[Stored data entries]
--------------------------------
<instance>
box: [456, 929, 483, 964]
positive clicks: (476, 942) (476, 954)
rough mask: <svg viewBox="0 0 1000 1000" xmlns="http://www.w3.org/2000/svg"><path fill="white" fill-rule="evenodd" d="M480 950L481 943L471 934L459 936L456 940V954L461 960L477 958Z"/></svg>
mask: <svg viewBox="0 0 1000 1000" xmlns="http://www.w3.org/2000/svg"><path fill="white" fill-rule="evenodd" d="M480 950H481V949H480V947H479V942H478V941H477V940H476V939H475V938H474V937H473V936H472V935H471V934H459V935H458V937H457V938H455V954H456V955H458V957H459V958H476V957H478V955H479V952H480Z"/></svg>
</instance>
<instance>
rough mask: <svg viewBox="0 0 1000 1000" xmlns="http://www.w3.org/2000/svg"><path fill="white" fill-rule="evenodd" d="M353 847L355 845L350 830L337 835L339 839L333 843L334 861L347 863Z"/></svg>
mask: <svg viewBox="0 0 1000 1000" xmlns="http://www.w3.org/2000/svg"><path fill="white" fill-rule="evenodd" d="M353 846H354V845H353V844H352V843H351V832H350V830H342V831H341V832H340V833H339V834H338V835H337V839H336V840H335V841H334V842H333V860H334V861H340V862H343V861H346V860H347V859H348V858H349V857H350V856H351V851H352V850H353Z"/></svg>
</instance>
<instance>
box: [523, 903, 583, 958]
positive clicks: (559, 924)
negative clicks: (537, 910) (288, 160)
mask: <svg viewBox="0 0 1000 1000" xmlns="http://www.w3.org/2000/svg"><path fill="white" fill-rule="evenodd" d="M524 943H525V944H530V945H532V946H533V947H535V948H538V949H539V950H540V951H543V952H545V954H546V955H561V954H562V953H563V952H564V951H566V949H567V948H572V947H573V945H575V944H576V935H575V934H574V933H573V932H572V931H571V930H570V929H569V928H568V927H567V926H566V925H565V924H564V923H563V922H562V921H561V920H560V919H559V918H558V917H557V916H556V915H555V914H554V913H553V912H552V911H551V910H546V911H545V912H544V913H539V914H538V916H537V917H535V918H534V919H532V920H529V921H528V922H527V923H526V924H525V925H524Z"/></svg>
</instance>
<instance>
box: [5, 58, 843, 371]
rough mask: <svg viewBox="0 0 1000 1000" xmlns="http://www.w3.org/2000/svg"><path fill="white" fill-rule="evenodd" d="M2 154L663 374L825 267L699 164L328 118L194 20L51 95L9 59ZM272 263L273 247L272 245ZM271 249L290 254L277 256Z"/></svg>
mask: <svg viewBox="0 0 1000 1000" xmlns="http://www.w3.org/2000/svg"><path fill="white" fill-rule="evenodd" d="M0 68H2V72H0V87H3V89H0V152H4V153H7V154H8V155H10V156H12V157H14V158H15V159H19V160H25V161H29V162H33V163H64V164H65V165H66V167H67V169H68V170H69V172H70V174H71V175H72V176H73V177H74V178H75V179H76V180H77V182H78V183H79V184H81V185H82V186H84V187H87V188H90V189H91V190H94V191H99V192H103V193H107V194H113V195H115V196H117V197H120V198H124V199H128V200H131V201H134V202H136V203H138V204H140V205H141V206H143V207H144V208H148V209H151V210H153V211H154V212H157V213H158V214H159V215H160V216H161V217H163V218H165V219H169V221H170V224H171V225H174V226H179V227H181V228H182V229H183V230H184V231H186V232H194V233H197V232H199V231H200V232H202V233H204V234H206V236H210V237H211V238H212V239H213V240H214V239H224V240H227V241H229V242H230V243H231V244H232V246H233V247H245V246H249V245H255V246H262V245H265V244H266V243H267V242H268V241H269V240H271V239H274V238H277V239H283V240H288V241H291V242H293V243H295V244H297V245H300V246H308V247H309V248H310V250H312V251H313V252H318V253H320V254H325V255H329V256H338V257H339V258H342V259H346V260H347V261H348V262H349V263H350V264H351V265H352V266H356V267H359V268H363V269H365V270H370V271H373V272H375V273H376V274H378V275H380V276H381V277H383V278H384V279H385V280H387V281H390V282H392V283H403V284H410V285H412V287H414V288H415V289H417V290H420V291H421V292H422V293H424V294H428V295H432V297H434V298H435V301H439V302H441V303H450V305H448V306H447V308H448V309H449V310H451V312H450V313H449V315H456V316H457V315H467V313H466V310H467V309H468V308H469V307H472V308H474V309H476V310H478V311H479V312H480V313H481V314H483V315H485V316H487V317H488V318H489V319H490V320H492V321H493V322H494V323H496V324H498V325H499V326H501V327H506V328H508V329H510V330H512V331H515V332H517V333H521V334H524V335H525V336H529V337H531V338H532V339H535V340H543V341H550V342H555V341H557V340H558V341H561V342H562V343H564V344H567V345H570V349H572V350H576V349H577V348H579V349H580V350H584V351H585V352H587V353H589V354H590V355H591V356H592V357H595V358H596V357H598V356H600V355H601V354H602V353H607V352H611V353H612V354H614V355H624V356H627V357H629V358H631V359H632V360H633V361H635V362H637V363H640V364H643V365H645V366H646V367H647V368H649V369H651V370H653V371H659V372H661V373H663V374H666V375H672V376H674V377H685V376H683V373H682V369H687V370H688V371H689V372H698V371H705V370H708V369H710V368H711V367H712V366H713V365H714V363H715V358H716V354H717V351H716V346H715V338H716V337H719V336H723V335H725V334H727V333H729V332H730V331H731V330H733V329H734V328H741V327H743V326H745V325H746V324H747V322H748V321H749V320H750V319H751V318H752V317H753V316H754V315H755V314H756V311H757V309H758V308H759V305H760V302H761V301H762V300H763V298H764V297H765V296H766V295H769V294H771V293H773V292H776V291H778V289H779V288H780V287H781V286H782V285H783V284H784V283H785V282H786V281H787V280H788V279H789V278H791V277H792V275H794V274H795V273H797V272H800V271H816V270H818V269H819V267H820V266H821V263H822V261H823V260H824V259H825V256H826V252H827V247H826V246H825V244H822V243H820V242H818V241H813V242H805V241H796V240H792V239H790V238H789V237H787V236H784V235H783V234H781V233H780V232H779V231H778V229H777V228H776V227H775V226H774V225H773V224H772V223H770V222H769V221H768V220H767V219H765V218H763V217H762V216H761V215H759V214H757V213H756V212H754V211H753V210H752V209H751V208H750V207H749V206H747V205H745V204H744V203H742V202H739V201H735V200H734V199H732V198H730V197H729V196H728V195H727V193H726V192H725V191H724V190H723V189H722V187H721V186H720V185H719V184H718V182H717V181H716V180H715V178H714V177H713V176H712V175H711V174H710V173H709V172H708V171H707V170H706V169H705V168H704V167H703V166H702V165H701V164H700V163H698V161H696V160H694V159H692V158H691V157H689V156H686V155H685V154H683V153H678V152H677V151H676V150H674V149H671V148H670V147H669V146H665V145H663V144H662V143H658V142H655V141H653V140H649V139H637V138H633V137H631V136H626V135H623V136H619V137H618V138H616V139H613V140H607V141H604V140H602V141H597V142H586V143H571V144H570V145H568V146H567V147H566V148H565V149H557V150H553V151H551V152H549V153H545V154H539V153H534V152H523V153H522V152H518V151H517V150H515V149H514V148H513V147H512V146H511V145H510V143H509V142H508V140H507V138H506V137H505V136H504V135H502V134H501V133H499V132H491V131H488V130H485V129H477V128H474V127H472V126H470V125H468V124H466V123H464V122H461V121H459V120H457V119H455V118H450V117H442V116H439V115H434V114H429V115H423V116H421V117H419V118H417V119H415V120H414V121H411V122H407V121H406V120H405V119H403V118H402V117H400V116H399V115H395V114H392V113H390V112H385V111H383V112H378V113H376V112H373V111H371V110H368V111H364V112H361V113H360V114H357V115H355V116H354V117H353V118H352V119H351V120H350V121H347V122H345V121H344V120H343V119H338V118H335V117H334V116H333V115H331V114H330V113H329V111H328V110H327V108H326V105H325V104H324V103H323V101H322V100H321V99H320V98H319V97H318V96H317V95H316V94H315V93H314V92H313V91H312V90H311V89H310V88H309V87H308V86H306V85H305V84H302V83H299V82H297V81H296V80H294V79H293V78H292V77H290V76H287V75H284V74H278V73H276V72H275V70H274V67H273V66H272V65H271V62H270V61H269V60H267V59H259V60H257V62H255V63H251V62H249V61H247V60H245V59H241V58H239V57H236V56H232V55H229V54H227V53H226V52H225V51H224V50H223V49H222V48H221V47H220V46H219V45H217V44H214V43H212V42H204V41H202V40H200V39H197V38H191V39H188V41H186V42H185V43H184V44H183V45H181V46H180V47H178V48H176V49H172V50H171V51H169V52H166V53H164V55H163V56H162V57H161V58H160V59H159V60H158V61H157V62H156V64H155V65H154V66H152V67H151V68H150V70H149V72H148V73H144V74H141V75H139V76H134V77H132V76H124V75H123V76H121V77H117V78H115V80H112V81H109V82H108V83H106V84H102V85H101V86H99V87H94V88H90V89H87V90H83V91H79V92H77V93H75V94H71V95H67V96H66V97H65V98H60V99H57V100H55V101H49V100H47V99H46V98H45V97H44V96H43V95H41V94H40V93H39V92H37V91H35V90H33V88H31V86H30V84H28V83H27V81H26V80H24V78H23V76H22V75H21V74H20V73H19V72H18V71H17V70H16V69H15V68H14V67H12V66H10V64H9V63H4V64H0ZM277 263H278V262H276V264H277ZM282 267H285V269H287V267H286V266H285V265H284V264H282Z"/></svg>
--------------------------------
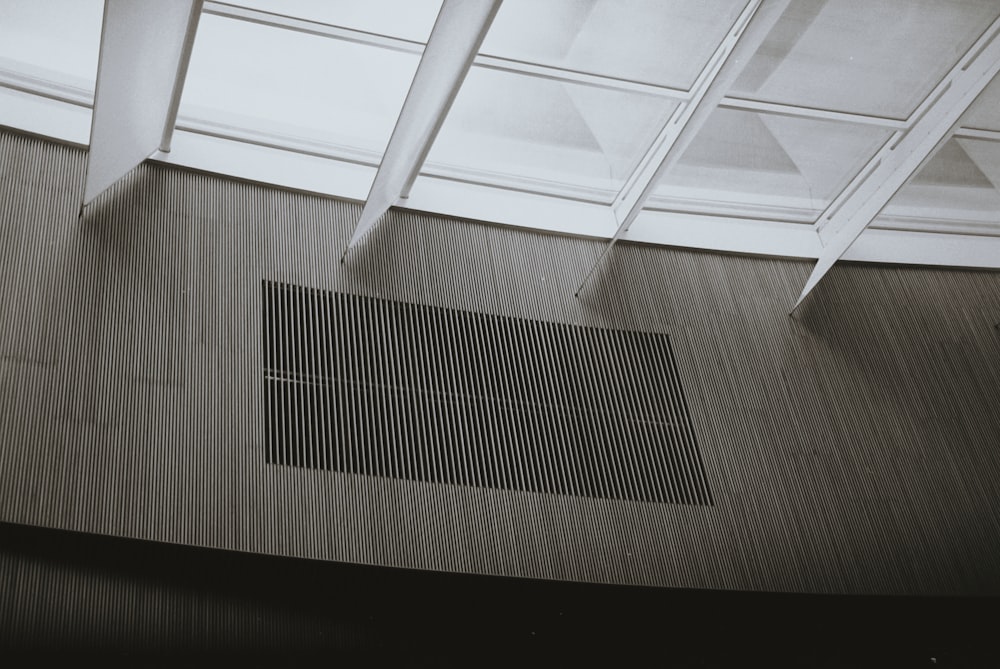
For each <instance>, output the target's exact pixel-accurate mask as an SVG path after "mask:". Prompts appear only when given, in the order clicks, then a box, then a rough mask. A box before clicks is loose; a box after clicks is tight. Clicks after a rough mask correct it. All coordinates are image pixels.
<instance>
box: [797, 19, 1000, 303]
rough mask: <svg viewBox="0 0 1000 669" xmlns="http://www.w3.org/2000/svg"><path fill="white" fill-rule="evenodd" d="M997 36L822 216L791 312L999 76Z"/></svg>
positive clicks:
--------------------------------
List every line of the records that contains the string "clicks". Case counts.

**Answer to the problem:**
positive clicks: (476, 942) (476, 954)
positive clicks: (559, 924)
negative clicks: (537, 910) (288, 160)
For each <instance>, output the target's exact pixel-accurate mask as an SVG path after "mask:". Prompts appear only when given, in the order clicks, then a box, then a rough mask. A box before clicks is loose; a box after clicks is tight. Clicks after a rough mask correct it. All coordinates are image pixels.
positive clicks:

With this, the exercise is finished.